* **SHORT EXERCISE**
Move every line from the line with "Return one point per instance of the red" through the end of the rows below into your reply, requests and sample points included, and add 129 to each coordinate in the answer points only.

(Raw rows)
----

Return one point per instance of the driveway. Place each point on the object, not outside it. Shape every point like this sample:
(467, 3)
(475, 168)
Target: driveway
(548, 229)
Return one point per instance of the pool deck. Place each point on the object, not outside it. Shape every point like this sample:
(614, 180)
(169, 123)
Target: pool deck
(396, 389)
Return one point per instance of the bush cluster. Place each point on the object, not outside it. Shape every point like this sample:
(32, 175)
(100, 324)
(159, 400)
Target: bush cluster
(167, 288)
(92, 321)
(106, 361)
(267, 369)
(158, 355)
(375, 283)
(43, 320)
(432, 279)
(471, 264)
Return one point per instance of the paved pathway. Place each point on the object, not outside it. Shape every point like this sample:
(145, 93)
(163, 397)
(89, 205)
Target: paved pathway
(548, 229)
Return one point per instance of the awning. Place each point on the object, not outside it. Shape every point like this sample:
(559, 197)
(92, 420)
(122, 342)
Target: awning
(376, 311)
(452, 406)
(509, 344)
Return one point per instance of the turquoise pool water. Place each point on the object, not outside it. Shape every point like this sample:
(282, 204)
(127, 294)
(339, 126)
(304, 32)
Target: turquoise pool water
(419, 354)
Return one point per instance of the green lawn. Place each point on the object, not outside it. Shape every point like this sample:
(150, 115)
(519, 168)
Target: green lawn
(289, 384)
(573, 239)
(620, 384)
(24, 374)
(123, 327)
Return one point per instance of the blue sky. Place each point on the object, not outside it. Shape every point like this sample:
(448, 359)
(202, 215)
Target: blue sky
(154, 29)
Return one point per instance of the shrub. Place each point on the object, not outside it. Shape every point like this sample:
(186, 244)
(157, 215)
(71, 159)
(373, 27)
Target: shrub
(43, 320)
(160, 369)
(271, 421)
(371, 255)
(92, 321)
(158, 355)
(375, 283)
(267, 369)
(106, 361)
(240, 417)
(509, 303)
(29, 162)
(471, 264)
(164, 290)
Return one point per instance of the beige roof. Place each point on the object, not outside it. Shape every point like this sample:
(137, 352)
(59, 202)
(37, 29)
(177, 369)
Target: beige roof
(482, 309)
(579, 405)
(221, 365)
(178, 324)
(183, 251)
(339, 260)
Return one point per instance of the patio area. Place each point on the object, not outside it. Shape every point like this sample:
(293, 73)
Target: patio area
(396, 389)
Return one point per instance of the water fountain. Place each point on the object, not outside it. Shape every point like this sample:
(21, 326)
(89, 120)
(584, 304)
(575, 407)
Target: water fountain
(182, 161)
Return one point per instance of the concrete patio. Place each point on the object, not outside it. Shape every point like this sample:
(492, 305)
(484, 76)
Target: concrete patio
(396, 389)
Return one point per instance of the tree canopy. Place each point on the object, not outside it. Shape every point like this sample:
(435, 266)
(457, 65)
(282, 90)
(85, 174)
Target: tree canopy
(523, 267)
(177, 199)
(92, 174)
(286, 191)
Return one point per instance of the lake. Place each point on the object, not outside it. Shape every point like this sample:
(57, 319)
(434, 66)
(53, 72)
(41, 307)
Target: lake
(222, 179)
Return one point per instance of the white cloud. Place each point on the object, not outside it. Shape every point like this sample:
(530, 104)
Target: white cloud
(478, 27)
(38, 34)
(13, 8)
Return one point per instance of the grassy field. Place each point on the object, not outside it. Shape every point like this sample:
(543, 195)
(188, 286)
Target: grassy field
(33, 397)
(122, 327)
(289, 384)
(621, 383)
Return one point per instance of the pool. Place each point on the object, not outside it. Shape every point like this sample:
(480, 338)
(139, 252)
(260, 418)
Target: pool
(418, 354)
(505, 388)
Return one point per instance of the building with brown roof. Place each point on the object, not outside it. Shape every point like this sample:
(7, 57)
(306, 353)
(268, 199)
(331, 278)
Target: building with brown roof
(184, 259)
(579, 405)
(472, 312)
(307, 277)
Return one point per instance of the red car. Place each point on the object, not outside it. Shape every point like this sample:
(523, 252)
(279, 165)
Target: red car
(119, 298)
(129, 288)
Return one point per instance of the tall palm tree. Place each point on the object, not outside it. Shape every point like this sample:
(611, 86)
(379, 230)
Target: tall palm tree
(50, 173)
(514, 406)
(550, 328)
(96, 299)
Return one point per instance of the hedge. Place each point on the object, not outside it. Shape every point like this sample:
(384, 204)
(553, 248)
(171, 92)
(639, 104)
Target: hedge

----

* **SOLUTION TO THIS TASK**
Return one point per instance of the red car. Place each point on the object, not outside it. Shape every point like this sample:
(523, 252)
(279, 165)
Target: red car
(248, 427)
(258, 417)
Return one point per instance of the tall palm tree. Place each point on the object, not outside it. Shape every point like this sample:
(611, 86)
(379, 230)
Target: tall palm tree
(179, 302)
(643, 535)
(679, 457)
(225, 428)
Return one point per instance of the hedge. Place each point on the object, not outside it. Shape every point like this sample:
(384, 204)
(553, 248)
(171, 92)
(639, 104)
Target: hedge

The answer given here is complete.